*Texte de la page*.
A-t-on vu passer beaucoup ou peu de dossiers de construction? C’est la question à laquelle a répondu Paul-Alfred Mudry, président du groupe de travail, lors de l’assemblée de délégués de l’Association des communes ce mercredi soir.

Moins de 8000 m2 par an utilisés
Les dossiers ont été traités durant ces deux années en application du RQC (pour les dossiers qui s’y conformaient, en accord avec le requérant). Constat: la totalité du contingent disponible (8000 m2 de résidences secondaire par année) n’a pas été complètement utilisé (environ 50%). Comment peut-on expliquer cela?

L’effet «Cina»

Entrées de données stockées
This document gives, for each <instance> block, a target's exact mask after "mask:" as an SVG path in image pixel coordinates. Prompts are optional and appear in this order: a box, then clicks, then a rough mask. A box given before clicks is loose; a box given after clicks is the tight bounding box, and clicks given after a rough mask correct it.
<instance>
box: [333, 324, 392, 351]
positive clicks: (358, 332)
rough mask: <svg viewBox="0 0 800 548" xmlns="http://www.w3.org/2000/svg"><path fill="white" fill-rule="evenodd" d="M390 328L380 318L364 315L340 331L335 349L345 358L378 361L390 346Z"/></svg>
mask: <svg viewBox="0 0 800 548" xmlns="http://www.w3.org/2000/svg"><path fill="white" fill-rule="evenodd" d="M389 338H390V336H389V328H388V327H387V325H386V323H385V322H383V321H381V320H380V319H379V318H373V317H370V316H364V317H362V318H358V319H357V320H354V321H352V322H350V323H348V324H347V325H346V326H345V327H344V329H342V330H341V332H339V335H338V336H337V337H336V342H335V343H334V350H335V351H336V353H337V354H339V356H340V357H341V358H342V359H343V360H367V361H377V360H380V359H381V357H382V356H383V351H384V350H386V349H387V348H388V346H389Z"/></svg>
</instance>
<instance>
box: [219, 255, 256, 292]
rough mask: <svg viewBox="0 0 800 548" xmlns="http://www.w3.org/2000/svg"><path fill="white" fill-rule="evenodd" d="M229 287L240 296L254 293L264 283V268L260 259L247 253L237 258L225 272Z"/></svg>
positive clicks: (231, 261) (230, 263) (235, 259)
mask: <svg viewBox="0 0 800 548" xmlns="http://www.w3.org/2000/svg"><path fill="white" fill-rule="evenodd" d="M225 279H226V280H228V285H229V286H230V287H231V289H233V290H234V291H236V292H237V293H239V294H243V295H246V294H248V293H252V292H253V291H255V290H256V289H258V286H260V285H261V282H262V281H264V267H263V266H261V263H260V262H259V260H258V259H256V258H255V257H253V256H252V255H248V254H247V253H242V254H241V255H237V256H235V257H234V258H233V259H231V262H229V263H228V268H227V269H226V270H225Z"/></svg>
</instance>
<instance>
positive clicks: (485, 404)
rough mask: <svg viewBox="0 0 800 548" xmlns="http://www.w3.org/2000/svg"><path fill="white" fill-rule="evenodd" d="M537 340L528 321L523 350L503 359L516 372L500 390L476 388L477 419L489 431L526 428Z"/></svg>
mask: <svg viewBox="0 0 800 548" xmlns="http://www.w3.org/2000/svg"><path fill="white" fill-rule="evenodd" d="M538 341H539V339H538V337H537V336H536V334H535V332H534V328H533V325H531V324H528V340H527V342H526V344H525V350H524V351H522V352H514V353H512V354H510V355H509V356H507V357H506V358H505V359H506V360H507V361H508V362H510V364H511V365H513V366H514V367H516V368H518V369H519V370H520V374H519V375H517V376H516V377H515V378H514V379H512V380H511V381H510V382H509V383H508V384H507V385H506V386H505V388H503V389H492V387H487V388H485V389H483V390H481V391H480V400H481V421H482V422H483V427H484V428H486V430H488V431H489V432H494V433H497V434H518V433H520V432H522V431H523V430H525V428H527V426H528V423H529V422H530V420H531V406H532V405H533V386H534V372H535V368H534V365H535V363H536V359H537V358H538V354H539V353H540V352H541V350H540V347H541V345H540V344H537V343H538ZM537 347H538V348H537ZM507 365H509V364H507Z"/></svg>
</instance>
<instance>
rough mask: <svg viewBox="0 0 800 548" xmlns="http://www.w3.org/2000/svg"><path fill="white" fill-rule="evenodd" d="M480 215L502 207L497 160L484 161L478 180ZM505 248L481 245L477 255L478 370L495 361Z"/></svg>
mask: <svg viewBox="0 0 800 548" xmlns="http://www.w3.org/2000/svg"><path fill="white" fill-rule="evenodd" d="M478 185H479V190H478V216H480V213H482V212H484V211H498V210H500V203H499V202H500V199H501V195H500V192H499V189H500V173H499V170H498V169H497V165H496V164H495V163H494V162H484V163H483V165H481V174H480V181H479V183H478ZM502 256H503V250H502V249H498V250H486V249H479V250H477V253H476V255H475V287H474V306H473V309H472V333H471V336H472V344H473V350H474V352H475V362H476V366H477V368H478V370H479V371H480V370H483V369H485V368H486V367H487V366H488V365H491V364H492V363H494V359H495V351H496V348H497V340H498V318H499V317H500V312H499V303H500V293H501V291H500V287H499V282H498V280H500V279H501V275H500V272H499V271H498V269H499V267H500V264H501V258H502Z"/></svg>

*Consigne de travail 1*. Indiquez si chacune des affirmations suivantes concorde avec l’article sur les dossiers de construction, en répondant par oui ou par non et en citant textuellement les mots qui tranchent : (a) Paul-Alfred Mudry préside le groupe de travail ; (b) l’assemblée des délégués s’est tenue un mardi soir ; (c) le contingent disponible a été entièrement utilisé.
*Consigne de travail 2*. Rédigez la suite de l’article sur les dossiers de construction, en reprenant après son dernier intertitre.

*Résultat 1*.
(a) Oui : « Paul-Alfred Mudry, président du groupe de travail ».
(b) Non : « ce mercredi soir ».
(c) Non : « n’a pas été complètement utilisé (environ 50%) ».

*Résultat 2*.
Il semble que le moratoire cantonal sur la vente aux étrangers imposé par l’Etat sur quelques communes ait instauré une certaine insécurité au niveau du droit, notamment. Ensuite, l’application en Valais de la lex Koller a été plus dissuasive que le RQC lui-même, car les règles appliquées plus dures. Peut-être bien aussi – et cela est réjouissant – que plus de personnes ont décidé de s’établir chez nous, occupant donc une résidence principale (des détenteurs de permis B en l’occurrence). Enfin, de nombreuses autorisations de construire ont été demandées avant la date d’entrée en vigueur du moratoire.

Des dossiers de m2 hôteliers
Pour se faire une idée, on peut regarder les dossiers traités en 2006 et 2007 et voir quelles surfaces (dites «brutes de plancher») sont concernées: les dossiers pour des résidences principales ont concerné 9792 m2, ceux pour des résidences secondaires à 11621 m2 (soit environ 180 appartements ou chalets sur les deux ans). On peut se réjouir du nombre de dossiers traités qui concernent des hôtels, soit 6531 m2 pour 2006 et 2007. C’est notamment l’agrandissement de Crans-Ambassador, le nouvel hôtel Guarda Golf et à Plan-Mayens l'Etoile du Mont-Blanc qui représentent ces mètres carrés.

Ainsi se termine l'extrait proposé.